• [Written request]
Retype all the records with nothing changed.

Records excerpted from a collection

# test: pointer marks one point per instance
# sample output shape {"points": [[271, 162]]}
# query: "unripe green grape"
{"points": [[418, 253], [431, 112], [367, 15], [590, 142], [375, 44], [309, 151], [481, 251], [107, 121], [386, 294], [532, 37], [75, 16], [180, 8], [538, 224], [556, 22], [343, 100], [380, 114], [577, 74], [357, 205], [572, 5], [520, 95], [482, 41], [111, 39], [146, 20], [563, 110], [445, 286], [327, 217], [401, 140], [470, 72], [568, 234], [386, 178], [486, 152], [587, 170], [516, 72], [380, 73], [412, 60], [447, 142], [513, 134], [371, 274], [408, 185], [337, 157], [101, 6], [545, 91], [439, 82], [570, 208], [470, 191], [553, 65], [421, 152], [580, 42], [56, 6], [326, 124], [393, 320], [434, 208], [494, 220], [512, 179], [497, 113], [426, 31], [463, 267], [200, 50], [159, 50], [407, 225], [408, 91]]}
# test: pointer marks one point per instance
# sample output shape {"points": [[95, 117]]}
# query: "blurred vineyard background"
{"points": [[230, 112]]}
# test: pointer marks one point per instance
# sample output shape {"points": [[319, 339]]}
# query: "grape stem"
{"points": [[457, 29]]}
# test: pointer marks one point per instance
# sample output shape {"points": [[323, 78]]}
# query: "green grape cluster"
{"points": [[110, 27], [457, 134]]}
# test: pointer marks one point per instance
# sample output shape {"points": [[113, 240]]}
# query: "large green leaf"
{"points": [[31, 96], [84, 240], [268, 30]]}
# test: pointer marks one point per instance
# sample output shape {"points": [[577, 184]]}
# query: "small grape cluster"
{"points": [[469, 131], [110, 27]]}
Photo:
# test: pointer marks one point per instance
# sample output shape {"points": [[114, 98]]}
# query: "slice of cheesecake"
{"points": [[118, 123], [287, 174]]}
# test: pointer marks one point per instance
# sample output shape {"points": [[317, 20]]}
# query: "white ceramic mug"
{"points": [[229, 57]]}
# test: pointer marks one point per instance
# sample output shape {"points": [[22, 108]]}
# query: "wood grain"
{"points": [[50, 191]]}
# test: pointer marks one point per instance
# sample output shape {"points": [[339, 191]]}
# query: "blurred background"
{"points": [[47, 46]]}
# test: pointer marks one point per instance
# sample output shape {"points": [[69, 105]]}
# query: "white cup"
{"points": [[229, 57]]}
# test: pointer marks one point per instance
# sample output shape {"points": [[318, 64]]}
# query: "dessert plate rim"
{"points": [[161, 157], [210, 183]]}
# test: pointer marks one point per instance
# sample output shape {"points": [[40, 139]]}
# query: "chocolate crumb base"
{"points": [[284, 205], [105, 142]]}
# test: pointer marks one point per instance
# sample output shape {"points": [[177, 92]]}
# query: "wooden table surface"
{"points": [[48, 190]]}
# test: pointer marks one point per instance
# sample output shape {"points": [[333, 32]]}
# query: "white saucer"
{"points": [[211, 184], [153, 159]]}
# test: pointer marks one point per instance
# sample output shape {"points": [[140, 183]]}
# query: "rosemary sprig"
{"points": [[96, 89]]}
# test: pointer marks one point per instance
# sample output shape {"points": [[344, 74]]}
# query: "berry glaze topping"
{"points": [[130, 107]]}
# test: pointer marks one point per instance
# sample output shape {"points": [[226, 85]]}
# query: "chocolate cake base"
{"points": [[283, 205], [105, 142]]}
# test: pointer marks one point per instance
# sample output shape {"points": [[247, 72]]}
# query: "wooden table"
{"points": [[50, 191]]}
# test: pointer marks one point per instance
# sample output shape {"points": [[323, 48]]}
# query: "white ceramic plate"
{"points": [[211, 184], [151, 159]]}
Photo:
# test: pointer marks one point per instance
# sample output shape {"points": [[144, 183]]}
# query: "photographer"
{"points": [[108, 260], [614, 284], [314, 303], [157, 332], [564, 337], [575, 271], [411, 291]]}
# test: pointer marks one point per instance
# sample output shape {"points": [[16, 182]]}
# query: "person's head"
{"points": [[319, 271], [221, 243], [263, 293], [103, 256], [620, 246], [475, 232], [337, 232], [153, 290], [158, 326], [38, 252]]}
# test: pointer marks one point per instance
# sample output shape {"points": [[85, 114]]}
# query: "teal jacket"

• [Reply]
# test: pointer marks one point per instance
# sample output shape {"points": [[271, 162]]}
# query: "unripe green grape"
{"points": [[418, 253], [431, 112], [367, 15], [590, 142], [375, 44], [309, 151], [481, 251], [107, 121], [386, 294], [532, 37], [75, 16], [180, 8], [538, 224], [556, 22], [343, 100], [380, 114], [577, 74], [357, 205], [572, 5], [520, 95], [482, 41], [111, 39], [146, 20], [563, 110], [445, 286], [327, 217], [401, 140], [470, 72], [568, 234], [386, 178], [486, 152], [587, 170], [516, 72], [380, 73], [412, 60], [447, 142], [513, 134], [371, 274], [408, 185], [337, 157], [101, 6], [545, 91], [439, 82], [570, 208], [470, 191], [553, 65], [421, 152], [580, 42], [56, 6], [326, 124], [393, 320], [434, 208], [494, 220], [512, 179], [497, 113], [426, 31], [463, 267], [200, 50], [159, 50], [407, 225], [408, 91]]}
# test: pointer marks one point per instance
# sample output shape {"points": [[95, 117]]}
# query: "blurred vineyard background"
{"points": [[230, 112]]}
# test: pointer marks one point per instance
# sample output shape {"points": [[319, 339]]}
# query: "grape stem"
{"points": [[457, 29]]}
# test: pointer marks one point per instance
# sample output shape {"points": [[323, 78]]}
# query: "green grape cluster"
{"points": [[110, 27], [457, 134]]}
# test: pointer marks one point per instance
# sample output shape {"points": [[113, 240]]}
# query: "large green leaf"
{"points": [[31, 96], [84, 240], [268, 30]]}
# test: pointer marks one point per instance
# sample output shape {"points": [[577, 184]]}
# query: "small grape cluster"
{"points": [[469, 131], [110, 27]]}
Photo:
# test: pointer marks one point per instance
# sample output shape {"points": [[114, 98]]}
# query: "slice of cheesecake"
{"points": [[118, 123], [287, 174]]}
# test: pointer marks one point per instance
# sample output shape {"points": [[317, 20]]}
# query: "white ceramic mug"
{"points": [[229, 57]]}
# test: pointer marks one point per instance
# sample output shape {"points": [[22, 108]]}
# query: "wood grain"
{"points": [[50, 191]]}
# test: pointer marks one point per instance
# sample output shape {"points": [[339, 191]]}
# query: "blurred background"
{"points": [[47, 46]]}
# test: pointer marks one point per instance
# sample output shape {"points": [[69, 105]]}
# query: "white cup"
{"points": [[229, 57]]}
# test: pointer marks one point per instance
# sample output shape {"points": [[318, 64]]}
# query: "dessert plate rim"
{"points": [[161, 157], [210, 183]]}
# test: pointer marks one point per instance
# sample output shape {"points": [[40, 139]]}
# query: "chocolate crumb base"
{"points": [[284, 205], [105, 142]]}
# test: pointer marks one point per instance
# sample output shape {"points": [[177, 92]]}
# query: "wooden table surface"
{"points": [[48, 190]]}
# test: pointer marks one point per instance
# sample output shape {"points": [[333, 32]]}
# query: "white saucer"
{"points": [[211, 184], [153, 159]]}
# test: pointer marks one point per instance
# sample output shape {"points": [[140, 183]]}
# query: "rosemary sprig"
{"points": [[96, 89]]}
# test: pointer marks one point per instance
# sample output shape {"points": [[344, 74]]}
# query: "berry glaze topping"
{"points": [[130, 107]]}
# test: pointer marks one point per instance
# sample output shape {"points": [[226, 85]]}
# query: "chocolate cake base"
{"points": [[283, 205], [105, 142]]}
# test: pointer marks one point per instance
# sample output shape {"points": [[247, 72]]}
# query: "wooden table"
{"points": [[50, 191]]}
# test: pointer marks one point per instance
# sample output shape {"points": [[323, 48]]}
# query: "white ceramic plate"
{"points": [[211, 184], [151, 159]]}
Photo:
# test: pointer marks one point per instance
# sample output shape {"points": [[144, 183]]}
# query: "photographer"
{"points": [[108, 260], [614, 284], [314, 303], [157, 332], [564, 337], [575, 271], [411, 291]]}
# test: pointer marks one point per instance
# sample output shape {"points": [[16, 182]]}
# query: "person's head"
{"points": [[319, 271], [221, 243], [263, 293], [103, 256], [620, 246], [475, 232], [337, 232], [153, 290], [158, 326], [38, 252]]}
# test: pointer marks one point per instance
# sample output shape {"points": [[85, 114]]}
# query: "teal jacket"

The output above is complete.